----- Records for this exercise

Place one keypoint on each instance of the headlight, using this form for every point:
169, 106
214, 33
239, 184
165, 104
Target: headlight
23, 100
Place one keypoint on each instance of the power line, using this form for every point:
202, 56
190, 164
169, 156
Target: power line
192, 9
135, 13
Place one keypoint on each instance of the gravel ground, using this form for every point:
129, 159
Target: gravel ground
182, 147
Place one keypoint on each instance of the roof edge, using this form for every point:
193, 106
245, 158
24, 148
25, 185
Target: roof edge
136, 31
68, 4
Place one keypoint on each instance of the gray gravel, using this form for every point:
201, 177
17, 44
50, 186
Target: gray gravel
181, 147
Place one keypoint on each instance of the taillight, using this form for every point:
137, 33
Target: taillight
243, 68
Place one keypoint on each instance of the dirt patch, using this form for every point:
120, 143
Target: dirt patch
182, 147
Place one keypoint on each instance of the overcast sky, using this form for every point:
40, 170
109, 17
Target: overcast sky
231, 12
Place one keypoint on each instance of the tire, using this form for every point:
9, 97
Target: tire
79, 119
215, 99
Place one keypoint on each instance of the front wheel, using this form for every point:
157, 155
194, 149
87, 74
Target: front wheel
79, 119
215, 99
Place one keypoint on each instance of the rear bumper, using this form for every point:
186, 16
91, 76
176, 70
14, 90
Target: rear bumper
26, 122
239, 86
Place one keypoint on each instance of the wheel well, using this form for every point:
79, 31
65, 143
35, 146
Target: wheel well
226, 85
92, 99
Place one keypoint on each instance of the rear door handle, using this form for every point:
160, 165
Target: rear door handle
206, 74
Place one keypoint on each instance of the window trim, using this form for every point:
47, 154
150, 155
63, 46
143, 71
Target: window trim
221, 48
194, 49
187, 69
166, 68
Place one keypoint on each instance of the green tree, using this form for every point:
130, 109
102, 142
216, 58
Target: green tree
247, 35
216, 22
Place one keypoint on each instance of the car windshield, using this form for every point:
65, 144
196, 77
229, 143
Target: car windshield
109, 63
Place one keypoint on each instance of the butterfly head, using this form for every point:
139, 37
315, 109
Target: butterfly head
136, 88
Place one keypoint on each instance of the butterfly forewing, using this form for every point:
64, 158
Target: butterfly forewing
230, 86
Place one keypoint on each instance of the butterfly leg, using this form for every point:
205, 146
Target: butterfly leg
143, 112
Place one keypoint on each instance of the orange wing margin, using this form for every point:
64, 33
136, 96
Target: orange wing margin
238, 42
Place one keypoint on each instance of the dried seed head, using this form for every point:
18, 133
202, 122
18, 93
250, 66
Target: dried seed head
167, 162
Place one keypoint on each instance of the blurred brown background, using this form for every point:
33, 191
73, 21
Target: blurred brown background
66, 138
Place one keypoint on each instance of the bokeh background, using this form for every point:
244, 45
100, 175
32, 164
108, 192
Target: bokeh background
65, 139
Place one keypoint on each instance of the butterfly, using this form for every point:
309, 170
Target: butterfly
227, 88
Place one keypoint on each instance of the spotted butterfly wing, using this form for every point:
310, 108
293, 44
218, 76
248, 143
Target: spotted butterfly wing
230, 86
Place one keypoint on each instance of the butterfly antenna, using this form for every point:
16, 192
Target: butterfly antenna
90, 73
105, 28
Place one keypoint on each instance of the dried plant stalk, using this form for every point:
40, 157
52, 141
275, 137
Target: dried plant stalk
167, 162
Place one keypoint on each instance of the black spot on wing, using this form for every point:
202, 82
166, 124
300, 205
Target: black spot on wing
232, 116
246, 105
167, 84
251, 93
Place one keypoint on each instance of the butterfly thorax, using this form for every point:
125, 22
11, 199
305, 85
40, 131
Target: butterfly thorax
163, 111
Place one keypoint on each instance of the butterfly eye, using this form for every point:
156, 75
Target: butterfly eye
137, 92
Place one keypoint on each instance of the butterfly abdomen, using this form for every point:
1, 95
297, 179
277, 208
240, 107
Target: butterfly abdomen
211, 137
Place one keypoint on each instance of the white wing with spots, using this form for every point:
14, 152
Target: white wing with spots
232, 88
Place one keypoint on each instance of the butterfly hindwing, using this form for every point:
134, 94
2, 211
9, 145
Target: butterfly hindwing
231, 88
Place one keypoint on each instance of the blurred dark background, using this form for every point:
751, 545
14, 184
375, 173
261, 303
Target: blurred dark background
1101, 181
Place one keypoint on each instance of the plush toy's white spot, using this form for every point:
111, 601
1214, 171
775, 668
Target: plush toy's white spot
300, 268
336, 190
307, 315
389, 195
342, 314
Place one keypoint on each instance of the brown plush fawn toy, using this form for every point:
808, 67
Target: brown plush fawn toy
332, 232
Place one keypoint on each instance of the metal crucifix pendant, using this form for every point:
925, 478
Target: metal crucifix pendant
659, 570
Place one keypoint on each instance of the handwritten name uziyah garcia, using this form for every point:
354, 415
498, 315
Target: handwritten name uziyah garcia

----------

◆ **Aim of the exercise**: Please output the records once more, exactly as they were written.

◆ **Solution to this problem**:
Place one keypoint on each instance of the headlight, using this form for every point:
169, 106
214, 33
239, 184
165, 104
Target: headlight
23, 100
Place one keypoint on each instance of the power line, using this form for every point:
202, 56
190, 164
169, 156
Target: power line
192, 9
135, 13
Place one keypoint on each instance of the gravel ground, using this form for every point:
129, 159
Target: gravel ground
182, 147
Place one keypoint on each instance of the roof edge, using this form for every point:
193, 106
245, 158
24, 148
25, 185
Target: roof edge
136, 31
68, 4
Place one keypoint on each instance of the gray gravel, using this form for every point:
201, 177
17, 44
50, 186
Target: gray gravel
181, 147
Place one keypoint on each instance of the taillight, using this form for every point:
137, 33
Target: taillight
243, 68
Place one keypoint on each instance of the dirt patch, using this form for every point:
120, 143
Target: dirt patch
182, 147
Place one keypoint on each instance of the overcast sky, using this form for every point:
40, 170
109, 17
Target: overcast sky
231, 12
Place one keypoint on each instance of the tire, using this form for every point:
9, 97
Target: tire
79, 119
215, 99
Place one keypoint on each instance of the front wheel, using this form for every point:
157, 155
194, 149
87, 74
Target: front wheel
79, 119
215, 99
Place one keypoint on each instance of the rear bumper, using this form for every point:
186, 16
91, 76
176, 70
14, 90
Target: rear bumper
26, 122
239, 86
Place one keypoint on each instance of the wheel well, using this form for every point:
79, 31
65, 143
35, 146
Target: wheel well
226, 85
92, 99
Place one keypoint on each instance of the rear door handle, using this form for every point:
160, 165
Target: rear door handle
206, 74
Place one keypoint on each instance of the window trim, using this form for every point:
47, 154
150, 155
63, 46
143, 71
Target: window trim
221, 48
194, 49
187, 69
166, 68
Place one keypoint on each instance of the green tree, using this form for every point:
130, 109
102, 142
216, 58
Target: green tree
247, 35
216, 22
Place one keypoint on each instance of the car windshield, using this form for every point:
65, 144
196, 77
229, 143
Target: car windshield
109, 63
Place one keypoint on each instance of the butterfly head, using this form for every point:
139, 37
315, 109
Target: butterfly head
136, 88
Place one keypoint on each instance of the butterfly forewing, using this form for every point:
64, 158
Target: butterfly forewing
230, 86
Place one keypoint on each instance of the butterfly leg, using this form for every point:
205, 146
Target: butterfly leg
143, 112
Place one keypoint on each instance of the orange wing margin, using this form for every point:
64, 33
136, 96
Target: orange wing margin
238, 42
Place one keypoint on each instance of the dried seed head, using this form for every point:
18, 133
202, 122
18, 93
250, 66
Target: dried seed head
167, 162
Place one keypoint on each instance of the blurred brown background, using this form for every point:
33, 191
73, 21
Target: blurred brown background
66, 138
Place one keypoint on each instance of the bokeh background, using this form for every point:
244, 45
100, 175
32, 164
108, 192
Target: bokeh background
65, 139
Place one keypoint on each instance of the butterfly, using this form for every point:
309, 170
Target: butterfly
227, 88
Place one keypoint on each instance of the spotted butterfly wing, using this form for every point:
310, 108
293, 44
218, 76
248, 143
Target: spotted butterfly wing
230, 86
Place one keypoint on each instance of the butterfly antenna, using this form for every point:
16, 192
Target: butterfly antenna
90, 73
105, 28
Place one keypoint on each instance of the dried plant stalk, using this form for every point:
40, 157
52, 141
275, 137
Target: dried plant stalk
167, 162
Place one keypoint on each instance of the black spot on wing, using this form for every point:
202, 82
166, 124
300, 205
Target: black spot on wing
232, 116
246, 105
167, 84
251, 93
Place one keypoint on each instance of the butterfly thorax, using this form for every point:
125, 22
11, 199
305, 85
40, 131
Target: butterfly thorax
163, 111
Place one keypoint on each instance of the butterfly eye, using this form for every point:
156, 75
Target: butterfly eye
137, 92
Place one keypoint on each instance of the butterfly abdomen, using this form for every point:
1, 95
297, 179
277, 208
240, 107
Target: butterfly abdomen
211, 137
Place one keypoint on each instance of the white wing with spots, using this form for every point:
14, 152
Target: white wing with spots
232, 88
Place one keypoint on each instance of the butterfly hindwing, using this form for every point:
134, 94
2, 211
9, 145
Target: butterfly hindwing
231, 88
Place one keypoint on each instance of the blurred dark background, using this form for every point:
751, 545
14, 184
375, 173
261, 303
Target: blurred dark background
1101, 181
Place one keypoint on each instance of the plush toy's white spot, using this form for every point:
111, 601
1214, 171
775, 668
Target: plush toy's white spot
300, 268
336, 190
307, 315
389, 195
342, 314
Place one keypoint on each instance of the brown plush fawn toy, using this form for every point:
808, 67
Target: brown plush fawn toy
332, 232
Place one keypoint on each instance of the metal crucifix pendant, using this form for every point:
925, 478
Target: metal crucifix pendant
659, 570
Place one keypoint on each instance of the handwritten name uziyah garcia, using this form for every point:
354, 415
498, 315
Target: handwritten name uziyah garcia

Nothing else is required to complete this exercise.